§ RAW DATA:
-------
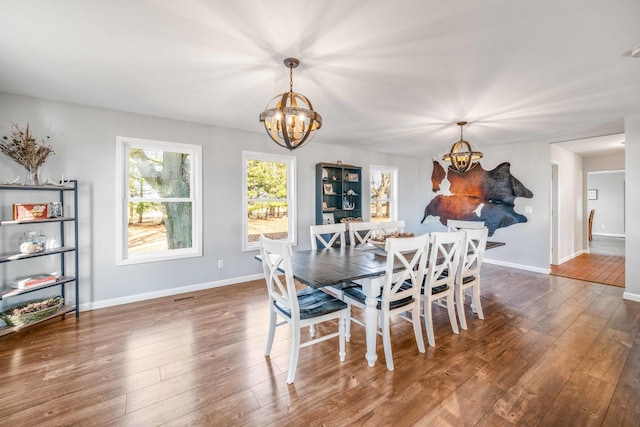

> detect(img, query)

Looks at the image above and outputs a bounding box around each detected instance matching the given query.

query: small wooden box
[13,203,49,220]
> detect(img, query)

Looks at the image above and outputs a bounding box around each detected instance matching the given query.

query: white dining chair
[379,219,405,234]
[349,221,379,246]
[447,219,484,231]
[455,227,489,329]
[260,235,348,384]
[309,222,347,250]
[344,234,429,371]
[422,231,464,347]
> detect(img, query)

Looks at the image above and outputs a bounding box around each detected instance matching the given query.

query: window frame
[115,136,203,265]
[369,165,398,222]
[242,151,298,251]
-------
§ STATED GOAL: Rewrite all the material above, replacing "wooden" with "cardboard" and leaving everything else the same. Leave the pictures out of your answer.

§ WRITTEN SOLUTION:
> detect(img, query)

Looks at the image above and outputs a bounding box around each detected instance matching the given query.

query: small cardboard box
[13,203,49,220]
> detect(img, query)

Looks at the image above and outputs a bounding box around each detected instance matching the given query.

query: white dining chair
[379,219,405,234]
[349,221,379,246]
[447,219,484,231]
[455,227,489,329]
[260,235,348,384]
[309,222,347,250]
[344,234,429,371]
[422,231,464,347]
> detect(img, query)

Looks at the image above and outputs a bounding box around each detected instance matching the given query.

query: window frame
[115,136,203,265]
[369,165,398,222]
[242,151,298,251]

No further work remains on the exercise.